Work required:
Put each of the lines below into a Markdown table with two columns, Row and Line. Row holds the row number and Line holds the line, and blank lines are skipped.

Dataset records:

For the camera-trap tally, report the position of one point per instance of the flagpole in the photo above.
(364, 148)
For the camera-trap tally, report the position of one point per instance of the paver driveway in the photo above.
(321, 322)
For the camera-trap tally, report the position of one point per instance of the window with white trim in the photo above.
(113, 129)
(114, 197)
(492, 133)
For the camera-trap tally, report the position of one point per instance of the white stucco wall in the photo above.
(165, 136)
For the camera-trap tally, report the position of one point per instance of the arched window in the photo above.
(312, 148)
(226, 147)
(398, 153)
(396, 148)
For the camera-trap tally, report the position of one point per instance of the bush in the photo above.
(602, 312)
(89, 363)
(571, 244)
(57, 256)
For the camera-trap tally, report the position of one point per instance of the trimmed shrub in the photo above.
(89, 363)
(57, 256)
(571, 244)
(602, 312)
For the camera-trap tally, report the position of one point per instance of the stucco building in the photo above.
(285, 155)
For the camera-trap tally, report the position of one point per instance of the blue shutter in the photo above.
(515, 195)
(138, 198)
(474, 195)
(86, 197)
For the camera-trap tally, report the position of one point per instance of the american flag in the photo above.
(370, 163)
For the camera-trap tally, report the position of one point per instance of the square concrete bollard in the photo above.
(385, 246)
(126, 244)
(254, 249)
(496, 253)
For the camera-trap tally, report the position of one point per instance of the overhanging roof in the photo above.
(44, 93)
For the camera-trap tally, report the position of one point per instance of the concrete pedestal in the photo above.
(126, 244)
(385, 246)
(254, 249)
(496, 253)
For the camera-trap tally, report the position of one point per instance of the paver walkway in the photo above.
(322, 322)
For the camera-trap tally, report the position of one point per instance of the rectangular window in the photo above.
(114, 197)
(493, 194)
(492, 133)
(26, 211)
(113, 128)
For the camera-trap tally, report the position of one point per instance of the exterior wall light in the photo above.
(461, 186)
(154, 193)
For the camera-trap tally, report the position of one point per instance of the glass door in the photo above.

Exercise solution:
| Row | Line |
|---|---|
| 1 | For the camera-trap tally, report the position of one point per instance of the flagpole in the photo above. |
| 2 | (364, 148) |
| 3 | For the camera-trap tally, report the position of one point per instance of the paver driveway in the photo above. |
| 4 | (321, 322) |
| 5 | For the camera-trap tally, report the position of one point per instance of the window with white trim in the photo above. |
| 6 | (113, 129) |
| 7 | (114, 197) |
| 8 | (492, 133) |
| 9 | For the camera-trap tally, report the position of one point per instance of the white stucco wall in the photo above. |
| 10 | (165, 136) |
| 11 | For the camera-trap tally, report the position of one point per instance of the arched window in the photo above. |
| 12 | (312, 148) |
| 13 | (226, 147) |
| 14 | (398, 153) |
| 15 | (396, 148) |
| 16 | For the camera-trap tally, report the position of one point per instance of the bush in the photo above. |
| 17 | (602, 312) |
| 18 | (89, 363) |
| 19 | (571, 244) |
| 20 | (57, 256) |
| 21 | For the camera-trap tally, report the position of one point per instance of the trimmed shrub in the photo above. |
| 22 | (89, 363) |
| 23 | (57, 256) |
| 24 | (571, 244) |
| 25 | (602, 312) |
| 26 | For the camera-trap tally, report the position of one point per instance of the stucco building in the photo above. |
| 27 | (285, 155) |
| 28 | For the camera-trap tally, report the position of one point per instance of the blue shutter in the photo above. |
| 29 | (515, 195) |
| 30 | (138, 198) |
| 31 | (474, 195) |
| 32 | (86, 197) |
| 33 | For the camera-trap tally, report the position of one point per instance of the american flag in the photo above. |
| 34 | (370, 163) |
| 35 | For the camera-trap tally, report the position of one point per instance of the square concrete bollard in the photo above. |
| 36 | (385, 246) |
| 37 | (126, 244) |
| 38 | (254, 249) |
| 39 | (496, 253) |
| 40 | For the camera-trap tally, report the position of one point per instance of the overhanging roof in the photo above. |
| 41 | (44, 93) |
| 42 | For the camera-trap tally, report the position of one point per instance of the concrete pedestal in the photo above. |
| 43 | (126, 244) |
| 44 | (385, 246) |
| 45 | (254, 249) |
| 46 | (496, 253) |
| 47 | For the camera-trap tally, report the position of one point per instance of the paver walkway in the photo above. |
| 48 | (322, 322) |
| 49 | For the camera-trap tally, report the position of one point per instance of the rectangular window in the photo above. |
| 50 | (114, 197) |
| 51 | (493, 194) |
| 52 | (492, 133) |
| 53 | (26, 211) |
| 54 | (113, 128) |
| 55 | For the camera-trap tally, report the position of one point per instance of the exterior wall light in the photo above. |
| 56 | (461, 186) |
| 57 | (154, 193) |
| 58 | For the camera-trap tally, report the position of one point per instance of the glass door in the photo above. |